## Stated task A:
In the light beer thread, how much does scotsdalebrewery say a slab of Aldi's Storm Light costs?

## Source extract:
++++++++++++++++++++

# Is There A Decent Light Beer Around?



## scotsdalebrewery (23/7/08)

I am having trouble finding a decent light beer. 

I am finding Aldis Storm Light reasonable (and at 20 bucks a slab its great). I have tried St Arnous, Prickly Moses, Moonlight and a few others.

Can you please offer some real suggestions please!


----------



## Barramundi (23/7/08)

why not make your own ??


----------



## scotsdalebrewery (23/7/08)

I have tried making home brew before with grains and stuff. I was fun but I dont have the energy for it. I really need a kegging system.


----------



## Steve (23/7/08)

scotsdalebrewery said:


> I have tried making home brew before with grains and stuff. I was fun but I dont have the energy for it. I really need a kegging system.




Buy a home brand lager kit as normal and and top up to 23 litres with water as usual WITHOUT adding any extra malt or dextrose etc and brew it as usual. Or is that too energetic too  
Cheers
Steve


----------



## PostModern (23/7/08)

++++++++++++++++++++

## Stated task B:
Extract every line of the entries below that contains the string "window".

## Material for this exercise:
++++++++++++++++++++

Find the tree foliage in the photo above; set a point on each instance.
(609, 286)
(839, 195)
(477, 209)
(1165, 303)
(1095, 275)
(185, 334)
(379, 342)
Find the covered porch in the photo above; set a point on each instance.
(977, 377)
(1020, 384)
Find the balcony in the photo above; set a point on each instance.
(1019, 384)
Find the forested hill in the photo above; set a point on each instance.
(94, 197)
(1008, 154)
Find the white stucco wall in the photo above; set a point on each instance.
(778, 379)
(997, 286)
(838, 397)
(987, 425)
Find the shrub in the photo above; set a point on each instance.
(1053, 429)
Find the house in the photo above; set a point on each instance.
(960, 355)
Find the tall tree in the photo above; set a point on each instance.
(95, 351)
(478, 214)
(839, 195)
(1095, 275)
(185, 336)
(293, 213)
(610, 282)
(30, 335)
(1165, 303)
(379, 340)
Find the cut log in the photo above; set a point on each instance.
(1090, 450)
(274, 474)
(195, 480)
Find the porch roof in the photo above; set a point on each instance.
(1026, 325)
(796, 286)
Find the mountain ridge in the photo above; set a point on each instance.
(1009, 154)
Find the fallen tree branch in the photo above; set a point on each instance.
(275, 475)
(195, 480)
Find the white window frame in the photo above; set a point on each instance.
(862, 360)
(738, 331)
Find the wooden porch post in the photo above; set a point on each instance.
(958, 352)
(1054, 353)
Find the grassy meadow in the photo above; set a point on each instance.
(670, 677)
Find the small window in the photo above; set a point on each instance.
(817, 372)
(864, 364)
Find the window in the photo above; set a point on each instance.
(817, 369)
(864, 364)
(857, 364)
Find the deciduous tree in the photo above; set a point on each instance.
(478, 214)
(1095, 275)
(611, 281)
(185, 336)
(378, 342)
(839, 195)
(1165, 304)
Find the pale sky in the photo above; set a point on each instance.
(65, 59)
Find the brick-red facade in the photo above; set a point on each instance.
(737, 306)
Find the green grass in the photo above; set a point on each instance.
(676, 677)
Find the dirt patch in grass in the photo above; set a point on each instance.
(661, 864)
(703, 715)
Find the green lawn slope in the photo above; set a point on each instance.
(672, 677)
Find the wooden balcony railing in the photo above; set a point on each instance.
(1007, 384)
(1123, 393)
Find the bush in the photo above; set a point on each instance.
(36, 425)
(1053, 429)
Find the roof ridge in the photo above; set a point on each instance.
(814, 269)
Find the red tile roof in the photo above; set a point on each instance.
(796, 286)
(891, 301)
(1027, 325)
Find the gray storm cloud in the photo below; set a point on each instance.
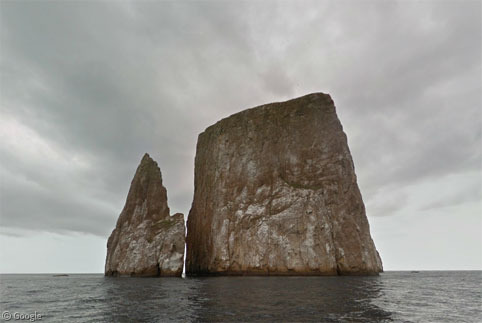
(88, 87)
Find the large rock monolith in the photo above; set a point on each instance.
(276, 194)
(146, 241)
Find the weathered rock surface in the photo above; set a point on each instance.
(146, 240)
(276, 194)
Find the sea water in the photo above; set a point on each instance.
(425, 296)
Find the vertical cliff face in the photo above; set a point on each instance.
(146, 240)
(276, 193)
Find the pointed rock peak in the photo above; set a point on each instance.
(147, 191)
(146, 240)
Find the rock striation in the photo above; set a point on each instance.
(276, 194)
(146, 241)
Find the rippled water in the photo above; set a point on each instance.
(392, 296)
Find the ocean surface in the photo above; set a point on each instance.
(426, 296)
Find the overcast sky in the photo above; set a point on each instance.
(88, 87)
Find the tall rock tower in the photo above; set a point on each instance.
(146, 240)
(276, 194)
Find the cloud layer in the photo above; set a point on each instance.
(88, 87)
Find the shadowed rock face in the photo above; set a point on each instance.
(146, 240)
(276, 194)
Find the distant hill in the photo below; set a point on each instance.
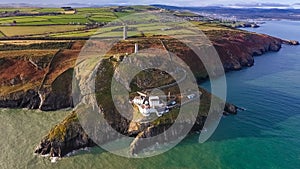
(242, 12)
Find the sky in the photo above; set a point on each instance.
(147, 2)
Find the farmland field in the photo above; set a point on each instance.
(35, 30)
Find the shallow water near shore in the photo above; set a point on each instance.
(266, 135)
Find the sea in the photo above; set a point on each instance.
(266, 135)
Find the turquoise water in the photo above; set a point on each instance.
(266, 135)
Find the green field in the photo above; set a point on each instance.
(89, 21)
(36, 30)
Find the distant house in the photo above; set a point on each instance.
(149, 104)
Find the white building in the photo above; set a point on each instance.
(148, 105)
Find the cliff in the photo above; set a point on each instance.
(41, 80)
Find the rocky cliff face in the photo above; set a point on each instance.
(46, 84)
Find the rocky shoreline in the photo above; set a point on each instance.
(236, 50)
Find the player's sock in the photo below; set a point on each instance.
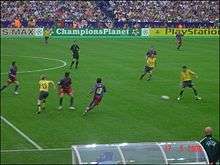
(61, 101)
(39, 108)
(16, 87)
(195, 92)
(43, 104)
(71, 65)
(181, 93)
(77, 63)
(149, 77)
(4, 86)
(71, 101)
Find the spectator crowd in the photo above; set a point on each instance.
(81, 13)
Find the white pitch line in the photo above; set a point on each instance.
(32, 150)
(40, 70)
(21, 133)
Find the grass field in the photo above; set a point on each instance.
(131, 111)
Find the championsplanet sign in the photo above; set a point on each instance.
(21, 32)
(185, 31)
(96, 32)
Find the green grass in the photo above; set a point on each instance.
(131, 111)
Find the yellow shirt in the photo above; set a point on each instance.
(151, 62)
(44, 85)
(187, 75)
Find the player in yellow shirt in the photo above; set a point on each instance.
(47, 33)
(44, 86)
(148, 69)
(186, 77)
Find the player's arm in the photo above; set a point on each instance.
(193, 74)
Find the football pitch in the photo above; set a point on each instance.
(131, 110)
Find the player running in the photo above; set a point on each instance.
(98, 90)
(46, 35)
(186, 77)
(179, 40)
(12, 78)
(44, 85)
(151, 51)
(150, 65)
(65, 88)
(75, 54)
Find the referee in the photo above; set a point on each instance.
(210, 145)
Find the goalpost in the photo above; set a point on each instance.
(181, 152)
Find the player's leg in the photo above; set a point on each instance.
(77, 63)
(196, 93)
(16, 87)
(179, 44)
(46, 40)
(71, 101)
(41, 101)
(149, 75)
(61, 99)
(90, 106)
(5, 86)
(39, 105)
(184, 85)
(93, 104)
(144, 73)
(43, 104)
(72, 63)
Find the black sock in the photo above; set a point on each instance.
(195, 92)
(61, 101)
(16, 88)
(2, 88)
(72, 63)
(181, 93)
(77, 63)
(71, 101)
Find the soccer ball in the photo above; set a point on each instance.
(165, 97)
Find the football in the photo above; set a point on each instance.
(165, 97)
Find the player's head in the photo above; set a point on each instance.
(98, 80)
(43, 77)
(208, 131)
(151, 47)
(67, 74)
(184, 67)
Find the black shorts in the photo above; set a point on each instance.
(147, 69)
(43, 95)
(186, 84)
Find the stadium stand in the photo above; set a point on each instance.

++++++++++++++++++++

## Written solution A:
20 bucks a slab.

## Written solution B:
Find the white window frame in the photo above; set a point on each instance.
Find the small window in the photo above; set a point on each instance.
Find the window in the photo above; set a point on each instance.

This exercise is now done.